■ JOB: Update the records below by replacing "marker" with "pin" everywhere and changing nothing else. Leave the pictures out of your version.
====== INFORMATION PROVIDED ======
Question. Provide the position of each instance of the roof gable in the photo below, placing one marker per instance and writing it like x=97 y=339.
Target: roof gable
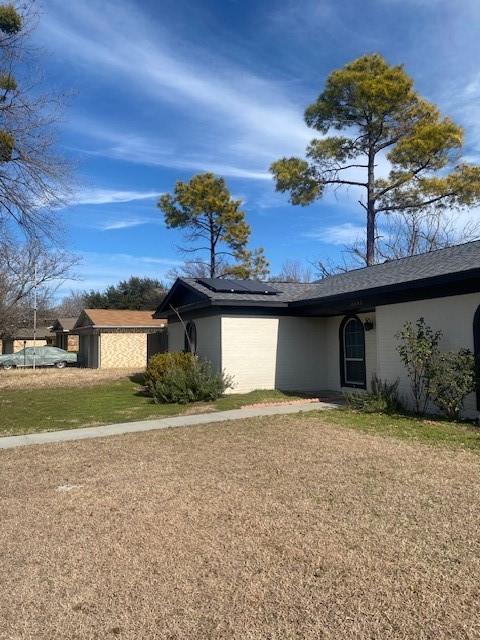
x=459 y=263
x=112 y=318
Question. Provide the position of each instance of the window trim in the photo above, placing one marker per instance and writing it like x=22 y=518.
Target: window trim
x=190 y=340
x=341 y=338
======
■ SOLUTION TO THIS TASK:
Question. Provide the position of each instance of the roof gable in the photo below, placing one pin per instance and writing it like x=97 y=339.
Target: roof gable
x=459 y=263
x=112 y=318
Question. Provide the position of each instance of the window trim in the photo above, placing one pin per instance and writing it like x=22 y=518.
Target: window trim
x=190 y=340
x=341 y=338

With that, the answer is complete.